Data records:
----------

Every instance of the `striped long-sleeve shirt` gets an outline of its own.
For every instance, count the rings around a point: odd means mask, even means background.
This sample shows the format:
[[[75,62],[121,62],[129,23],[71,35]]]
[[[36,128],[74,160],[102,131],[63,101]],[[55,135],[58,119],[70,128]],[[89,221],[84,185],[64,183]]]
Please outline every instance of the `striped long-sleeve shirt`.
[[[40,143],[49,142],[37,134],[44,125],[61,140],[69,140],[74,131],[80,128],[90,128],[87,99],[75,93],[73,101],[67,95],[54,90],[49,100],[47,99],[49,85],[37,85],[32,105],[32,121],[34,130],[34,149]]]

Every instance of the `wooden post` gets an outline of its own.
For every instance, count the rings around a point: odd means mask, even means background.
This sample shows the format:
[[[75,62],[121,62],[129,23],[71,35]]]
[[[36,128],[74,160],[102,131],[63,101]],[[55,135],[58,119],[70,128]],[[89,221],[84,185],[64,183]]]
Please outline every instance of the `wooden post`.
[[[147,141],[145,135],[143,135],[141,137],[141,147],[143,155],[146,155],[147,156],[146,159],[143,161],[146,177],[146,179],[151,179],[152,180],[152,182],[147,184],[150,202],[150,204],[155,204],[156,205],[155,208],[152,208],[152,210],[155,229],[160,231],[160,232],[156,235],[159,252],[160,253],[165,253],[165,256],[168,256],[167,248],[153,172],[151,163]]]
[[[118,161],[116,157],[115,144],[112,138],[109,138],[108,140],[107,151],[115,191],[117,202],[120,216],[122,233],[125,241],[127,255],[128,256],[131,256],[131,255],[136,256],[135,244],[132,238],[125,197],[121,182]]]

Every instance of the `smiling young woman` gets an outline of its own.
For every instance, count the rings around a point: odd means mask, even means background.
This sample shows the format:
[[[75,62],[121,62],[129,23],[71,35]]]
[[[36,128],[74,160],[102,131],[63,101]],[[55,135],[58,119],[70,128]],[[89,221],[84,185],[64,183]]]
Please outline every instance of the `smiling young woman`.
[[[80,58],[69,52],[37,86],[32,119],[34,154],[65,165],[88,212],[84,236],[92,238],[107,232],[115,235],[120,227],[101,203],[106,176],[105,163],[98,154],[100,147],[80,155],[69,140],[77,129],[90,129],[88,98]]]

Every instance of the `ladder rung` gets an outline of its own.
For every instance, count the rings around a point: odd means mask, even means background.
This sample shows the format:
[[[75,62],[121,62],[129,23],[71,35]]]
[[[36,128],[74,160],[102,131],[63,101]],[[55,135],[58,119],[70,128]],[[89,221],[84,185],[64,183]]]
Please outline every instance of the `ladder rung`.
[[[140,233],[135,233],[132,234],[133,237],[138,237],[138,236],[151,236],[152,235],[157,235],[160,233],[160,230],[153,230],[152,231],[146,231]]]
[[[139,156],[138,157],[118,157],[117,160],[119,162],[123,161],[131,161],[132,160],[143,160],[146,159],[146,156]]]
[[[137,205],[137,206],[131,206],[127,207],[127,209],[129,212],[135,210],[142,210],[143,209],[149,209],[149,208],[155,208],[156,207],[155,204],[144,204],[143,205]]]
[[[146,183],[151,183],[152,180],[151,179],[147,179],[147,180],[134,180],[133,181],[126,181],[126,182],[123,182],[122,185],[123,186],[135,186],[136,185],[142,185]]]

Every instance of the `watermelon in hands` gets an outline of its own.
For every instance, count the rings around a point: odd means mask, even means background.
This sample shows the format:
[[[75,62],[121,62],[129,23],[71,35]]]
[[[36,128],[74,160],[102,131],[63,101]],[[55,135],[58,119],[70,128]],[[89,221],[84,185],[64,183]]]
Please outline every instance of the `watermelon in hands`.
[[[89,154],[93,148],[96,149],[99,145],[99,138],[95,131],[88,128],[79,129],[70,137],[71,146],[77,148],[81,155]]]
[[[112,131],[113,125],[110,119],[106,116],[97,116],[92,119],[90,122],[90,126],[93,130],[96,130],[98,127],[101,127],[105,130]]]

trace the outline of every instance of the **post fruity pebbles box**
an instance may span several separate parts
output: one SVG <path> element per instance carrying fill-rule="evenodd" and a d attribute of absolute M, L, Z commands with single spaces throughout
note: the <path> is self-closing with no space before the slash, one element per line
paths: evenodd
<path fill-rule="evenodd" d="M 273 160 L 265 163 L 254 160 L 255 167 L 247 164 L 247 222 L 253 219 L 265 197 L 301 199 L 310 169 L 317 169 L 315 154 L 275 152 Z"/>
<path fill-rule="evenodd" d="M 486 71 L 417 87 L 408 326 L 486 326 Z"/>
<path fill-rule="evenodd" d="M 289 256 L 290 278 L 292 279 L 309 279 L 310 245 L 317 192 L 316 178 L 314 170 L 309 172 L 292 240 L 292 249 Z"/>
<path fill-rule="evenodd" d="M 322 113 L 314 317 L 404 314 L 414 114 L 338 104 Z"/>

----------

__WHAT TO WORK ON__:
Take the listing above and write it out again exactly.

__TASK SOLUTION__:
Every instance of the `striped long-sleeve shirt` gets an outline of its own.
For every instance, count the rings around a point: odd means mask, even means background.
This sample shows the format:
[[[75,62],[121,62],[129,23],[71,35]]]
[[[36,128],[74,160],[102,131],[63,101]],[[55,135],[58,119],[70,128]],[[89,221],[84,185],[64,183]]]
Please outline every instance of the `striped long-sleeve shirt`.
[[[40,143],[49,142],[37,134],[44,125],[61,140],[69,140],[74,131],[80,128],[90,128],[87,99],[75,93],[73,101],[67,95],[54,90],[49,100],[47,99],[49,85],[37,85],[32,105],[32,121],[34,130],[34,149]]]

Every instance of the `wooden post` gets an outline of its own.
For every instance, count the rings around a point: odd means mask, even means background.
This sample shows the format:
[[[75,62],[121,62],[129,23],[71,35]]]
[[[36,128],[74,160],[102,131],[63,101]],[[55,135],[58,119],[70,128]],[[89,221],[84,185],[64,183]]]
Please outline every instance of the `wooden post`.
[[[147,141],[145,135],[143,135],[141,137],[141,147],[143,155],[146,155],[147,156],[146,159],[143,161],[146,177],[146,179],[151,179],[152,180],[152,182],[147,184],[150,202],[150,204],[155,204],[156,205],[155,208],[152,208],[152,210],[155,229],[160,231],[160,232],[156,235],[159,252],[160,253],[165,253],[165,256],[168,256],[167,248],[153,172],[151,163]]]
[[[118,161],[116,157],[115,144],[112,138],[109,138],[108,140],[107,151],[115,191],[117,202],[120,216],[122,233],[125,241],[127,255],[128,256],[131,256],[131,255],[136,256],[135,244],[132,238],[125,197],[121,182]]]

Every instance of the `smiling young woman` gets an outline of its own.
For every instance, count the rings around a point: odd means mask, even means background.
This sample shows the format:
[[[75,62],[121,62],[129,23],[71,35]]]
[[[36,128],[74,160],[102,131],[63,101]],[[55,135],[58,119],[70,128]],[[89,221],[84,185],[64,183]]]
Please outline every instance of the `smiling young woman`.
[[[80,58],[69,52],[37,86],[32,119],[34,154],[65,165],[88,212],[84,236],[92,238],[107,232],[115,235],[120,227],[101,203],[106,176],[105,163],[98,154],[100,147],[80,155],[69,140],[77,129],[90,129],[88,98]]]

Every instance of the `ladder rung` gets an outline of its own.
For every instance, count the rings around a point: odd means mask, even means background.
This sample shows the format:
[[[75,62],[121,62],[129,23],[71,35]]]
[[[36,128],[74,160],[102,131],[63,101]],[[55,135],[58,119],[70,128]],[[89,221],[84,185],[64,183]]]
Please outline every instance of the `ladder rung`.
[[[140,233],[135,233],[132,234],[133,237],[138,237],[138,236],[151,236],[152,235],[157,235],[160,233],[160,230],[153,230],[152,231],[146,231]]]
[[[139,156],[138,157],[118,157],[117,160],[119,162],[123,161],[131,161],[132,160],[143,160],[146,159],[146,156]]]
[[[137,205],[137,206],[131,206],[127,207],[127,209],[129,212],[135,210],[142,210],[143,209],[149,209],[149,208],[155,208],[156,207],[155,204],[144,204],[143,205]]]
[[[146,183],[151,183],[152,180],[151,179],[147,179],[147,180],[134,180],[133,181],[126,181],[126,182],[123,182],[122,185],[123,186],[135,186],[136,185],[142,185]]]

Every instance of the `watermelon in hands` gets an outline of its own.
For every instance, count the rings around a point: odd means mask, even means background.
This sample shows the format:
[[[75,62],[121,62],[129,23],[71,35]]]
[[[36,128],[74,160],[102,131],[63,101]],[[55,135],[58,119],[70,128]],[[89,221],[84,185],[64,183]]]
Please outline every instance of the `watermelon in hands`.
[[[89,154],[93,148],[96,149],[99,145],[99,138],[95,131],[88,128],[79,129],[70,137],[71,146],[77,148],[81,155]]]
[[[112,131],[113,125],[110,119],[106,116],[97,116],[92,119],[90,122],[90,126],[93,130],[96,130],[98,127],[101,127],[105,130]]]

trace the outline of every instance of the **post fruity pebbles box**
an instance may span several separate parts
output: one SVG <path> element per instance carrying fill-rule="evenodd" and a d attribute of absolute M, L, Z commands with single spaces throughout
note: the <path> is self-closing with no space before the slash, one element per line
paths: evenodd
<path fill-rule="evenodd" d="M 273 160 L 265 163 L 254 160 L 255 167 L 247 164 L 247 222 L 253 219 L 265 197 L 301 199 L 310 169 L 317 169 L 315 154 L 275 152 Z"/>
<path fill-rule="evenodd" d="M 486 71 L 417 87 L 408 326 L 486 326 Z"/>
<path fill-rule="evenodd" d="M 289 256 L 290 278 L 292 279 L 309 279 L 310 245 L 317 192 L 316 178 L 314 170 L 309 172 L 292 240 L 292 249 Z"/>
<path fill-rule="evenodd" d="M 322 113 L 314 317 L 404 314 L 414 114 L 338 104 Z"/>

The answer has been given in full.